▶ **Your assignment**
Which lines below fall between the one containing "# put one marker on each instance of the gray tank" and the one containing "# put one marker on each instance of the man's head"? Repeat them exactly, counting both of those lines, and add nothing else.
*** Data excerpts ***
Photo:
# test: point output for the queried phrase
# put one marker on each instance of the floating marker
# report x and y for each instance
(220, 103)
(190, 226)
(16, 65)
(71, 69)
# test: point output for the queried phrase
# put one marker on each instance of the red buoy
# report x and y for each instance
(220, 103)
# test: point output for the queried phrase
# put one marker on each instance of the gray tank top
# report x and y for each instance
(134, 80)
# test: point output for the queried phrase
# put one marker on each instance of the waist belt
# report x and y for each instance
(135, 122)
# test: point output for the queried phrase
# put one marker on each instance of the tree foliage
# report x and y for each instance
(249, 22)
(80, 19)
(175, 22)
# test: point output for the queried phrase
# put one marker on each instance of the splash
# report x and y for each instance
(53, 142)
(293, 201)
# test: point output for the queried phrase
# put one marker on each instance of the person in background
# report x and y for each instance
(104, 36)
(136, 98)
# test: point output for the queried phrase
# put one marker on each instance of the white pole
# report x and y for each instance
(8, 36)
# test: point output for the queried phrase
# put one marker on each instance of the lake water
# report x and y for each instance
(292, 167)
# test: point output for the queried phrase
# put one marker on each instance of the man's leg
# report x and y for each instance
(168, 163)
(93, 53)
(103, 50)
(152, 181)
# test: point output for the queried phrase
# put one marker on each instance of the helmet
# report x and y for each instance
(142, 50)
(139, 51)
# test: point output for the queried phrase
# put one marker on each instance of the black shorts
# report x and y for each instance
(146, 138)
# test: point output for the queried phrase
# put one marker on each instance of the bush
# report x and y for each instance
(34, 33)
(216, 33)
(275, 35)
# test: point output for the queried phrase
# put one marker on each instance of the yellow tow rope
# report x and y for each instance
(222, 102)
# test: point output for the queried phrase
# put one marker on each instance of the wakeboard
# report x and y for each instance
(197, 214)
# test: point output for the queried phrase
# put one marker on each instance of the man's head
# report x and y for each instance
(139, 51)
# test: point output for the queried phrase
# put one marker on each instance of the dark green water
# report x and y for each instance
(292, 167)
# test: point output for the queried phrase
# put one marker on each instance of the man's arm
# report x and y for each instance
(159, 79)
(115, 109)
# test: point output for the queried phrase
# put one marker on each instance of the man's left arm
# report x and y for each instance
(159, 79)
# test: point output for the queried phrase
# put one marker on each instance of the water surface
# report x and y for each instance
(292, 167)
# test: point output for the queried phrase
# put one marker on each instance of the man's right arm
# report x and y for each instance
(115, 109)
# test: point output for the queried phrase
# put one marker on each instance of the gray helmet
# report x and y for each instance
***
▶ **Task solution**
# put one marker on each instance of the gray tank top
# report x and y for each instance
(134, 80)
# test: point output for the queried phrase
# put one marker on each instance of the waist belt
# report x and y for each instance
(135, 122)
# test: point output for the queried phrase
# put one marker on each instance of the tree foliage
# report x and y for each instance
(249, 22)
(80, 19)
(175, 22)
# test: point output for the queried phrase
# put one marker on each instance of the splash
# report x and y for each instance
(53, 142)
(293, 201)
# test: point output for the queried phrase
# put one marker on each instance of the person in background
# report x and y for each instance
(104, 36)
(136, 98)
# test: point output for the queried phrase
# put one marker on each instance of the white pole
# report x and y for each instance
(8, 36)
# test: point output for the queried phrase
# put one marker on each instance of the lake water
# report x and y for each instance
(292, 167)
# test: point output for the queried phrase
# put one marker on each instance of the man's leg
# report x and y for each instance
(168, 163)
(93, 53)
(103, 50)
(152, 181)
# test: point output for the queried phrase
# put one marker on each instance of the helmet
# report x and y for each instance
(142, 50)
(139, 51)
# test: point output for the queried phrase
# put one marker on each instance of the black shorts
# report x and y for each instance
(146, 138)
# test: point output for the queried phrase
# put one marker on each instance of the bush
# report x and y for each instance
(34, 33)
(216, 33)
(275, 35)
# test: point output for the queried phrase
# put one marker on each instance of the yellow tow rope
# report x and y for each instance
(222, 102)
# test: point output for the queried phrase
# put one marker on each instance of the wakeboard
# report x and y for each instance
(197, 214)
# test: point output for the queried phrase
# put one marker on each instance of the man's head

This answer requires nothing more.